> [Supplied text]
____

Kansas Forest Service personnel stand shoulder to shoulder with their colleagues battling fires that have burned across several western states this summer.
As the lead wildfire-protection agency in the state, KFS also maintains mutual-assistance agreements with other states and has directly supported the wildland firefighting efforts in California, Colorado, Nevada, Oklahoma, Oregon and Wyoming.
This is a busier year than normal for firefighters.
“Nationally we are at Preparedness Level 5, which is the highest level of alert for fire agencies,” said Mark Neely, state fire management officer with the KFS. The United States reached that level two weeks earlier than last year (see sidebar).
This included providing fire engines, hand-crew personnel, logistic personnel, operational and medical personnel, geographic information systems specialists, public information officers and incident meteorologists.
Members of the KFS staff and several partner fire departments have contributed approximately 7,600 work hours to battling blazes in other states since April.
Most of those hours came in June and July, when 29 people from Kansas worked a combined 6,646 hours as wildfires exploded across the drought-ravaged West, and the tally is growing since then.
Right now, KFS, which is a division of the Kansas State University College of Agriculture, has 18 personnel working fire situations in California, Colorado, Nevada, Oregon and Wyoming, including two staff members: GIS specialist Darci Paull and public information officer Shawna Hartman, who are assigned to the Ferguson Fire near Yosemite National Park. As of Aug. 1, two firefighters have died and nine have been injured battling the 62,000-acre blaze.
In the last two weeks, wildfires have claimed the lives of four firefighters and five civilians in California, and one firefighter in Canada, according to Jason Hartman, KFS fire protection specialist.

____

> [Description of the task]
Continue the article about Kansas Forest Service crews helping fight wildfires in western states, picking up right after its final sentence.

____

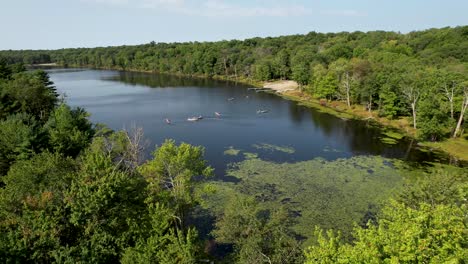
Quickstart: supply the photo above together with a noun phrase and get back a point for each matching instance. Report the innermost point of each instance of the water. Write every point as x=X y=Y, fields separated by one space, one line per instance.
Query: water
x=123 y=99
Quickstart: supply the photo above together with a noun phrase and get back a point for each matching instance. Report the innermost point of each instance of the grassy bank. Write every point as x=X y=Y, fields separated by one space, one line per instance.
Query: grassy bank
x=457 y=147
x=402 y=126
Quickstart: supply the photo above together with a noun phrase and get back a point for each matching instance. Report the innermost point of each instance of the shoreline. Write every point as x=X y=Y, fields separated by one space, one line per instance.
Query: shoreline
x=453 y=147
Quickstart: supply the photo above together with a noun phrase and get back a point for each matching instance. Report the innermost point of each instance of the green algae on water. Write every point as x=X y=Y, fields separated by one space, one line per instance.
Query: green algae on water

____

> [Final answer]
As the situation worsens, more people and equipment will be needed. An additional KFS wildland fire engine will be available for assignment nationwide beginning Aug. 6. The engine will be able to provide direct fire attack, structure protection, and initial attack operations wherever they are assigned.
“Each year Kansas Forest Service provides critical assistance to our neighbors both in the state and around the country and plans on continuing to do so,” Neely said. “This invaluable experience brings back fire expertise to the Kansas Forest Service to provide essential training to Kansas firefighters and assistance to partner fire departments across Kansas.”
This year, KFS has coordinated with eight area fire departments from various parts of the state and helped place their firefighters on assignments battling western fires.
Staff and equipment from Greenwood County Fire, Hutchinson Fire, Johnson County Fire District No. 1, Lawrence-Douglas County Fire Medical, Marion County Fire Districts, Seneca Fire, Everest Fire, and South Hutchinson Fire are working to save lives and property elsewhere in the nation so they can be better equipped to do the same in their own communities.